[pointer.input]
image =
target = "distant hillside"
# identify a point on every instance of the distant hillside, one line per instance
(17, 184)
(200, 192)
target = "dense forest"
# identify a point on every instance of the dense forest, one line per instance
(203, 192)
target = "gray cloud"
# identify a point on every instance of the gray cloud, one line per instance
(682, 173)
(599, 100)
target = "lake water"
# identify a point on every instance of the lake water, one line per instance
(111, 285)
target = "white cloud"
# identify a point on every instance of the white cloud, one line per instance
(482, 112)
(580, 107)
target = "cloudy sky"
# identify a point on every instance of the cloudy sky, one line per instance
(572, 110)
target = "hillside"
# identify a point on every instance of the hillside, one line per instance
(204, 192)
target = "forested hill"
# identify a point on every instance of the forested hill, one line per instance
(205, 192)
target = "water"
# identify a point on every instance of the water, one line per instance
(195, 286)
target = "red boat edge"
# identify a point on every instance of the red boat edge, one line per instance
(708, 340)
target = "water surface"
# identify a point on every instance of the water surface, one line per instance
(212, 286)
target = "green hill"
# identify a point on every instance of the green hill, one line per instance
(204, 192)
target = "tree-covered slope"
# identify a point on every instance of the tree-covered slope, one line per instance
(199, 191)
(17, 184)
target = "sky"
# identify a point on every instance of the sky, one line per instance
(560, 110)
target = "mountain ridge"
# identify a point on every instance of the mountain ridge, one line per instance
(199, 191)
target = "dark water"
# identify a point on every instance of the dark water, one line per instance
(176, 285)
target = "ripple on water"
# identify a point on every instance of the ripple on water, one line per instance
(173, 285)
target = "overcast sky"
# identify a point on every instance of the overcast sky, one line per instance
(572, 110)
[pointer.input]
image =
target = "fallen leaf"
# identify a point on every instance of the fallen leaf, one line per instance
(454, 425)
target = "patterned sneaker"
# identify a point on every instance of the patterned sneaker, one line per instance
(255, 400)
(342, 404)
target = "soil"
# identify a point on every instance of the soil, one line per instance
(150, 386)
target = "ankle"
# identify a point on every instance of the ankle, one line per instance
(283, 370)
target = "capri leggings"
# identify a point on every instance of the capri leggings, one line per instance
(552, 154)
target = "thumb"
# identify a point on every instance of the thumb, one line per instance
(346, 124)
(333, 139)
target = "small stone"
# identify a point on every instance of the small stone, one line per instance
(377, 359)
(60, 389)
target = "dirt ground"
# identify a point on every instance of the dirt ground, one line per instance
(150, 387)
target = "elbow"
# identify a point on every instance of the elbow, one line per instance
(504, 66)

◆ ◆ ◆ ◆

» EXERCISE
Report every line of the rows above that contains the word "dirt".

» RESPONSE TO THE EXERCISE
target = "dirt ground"
# identify a point on every instance of the dirt ground, one line per instance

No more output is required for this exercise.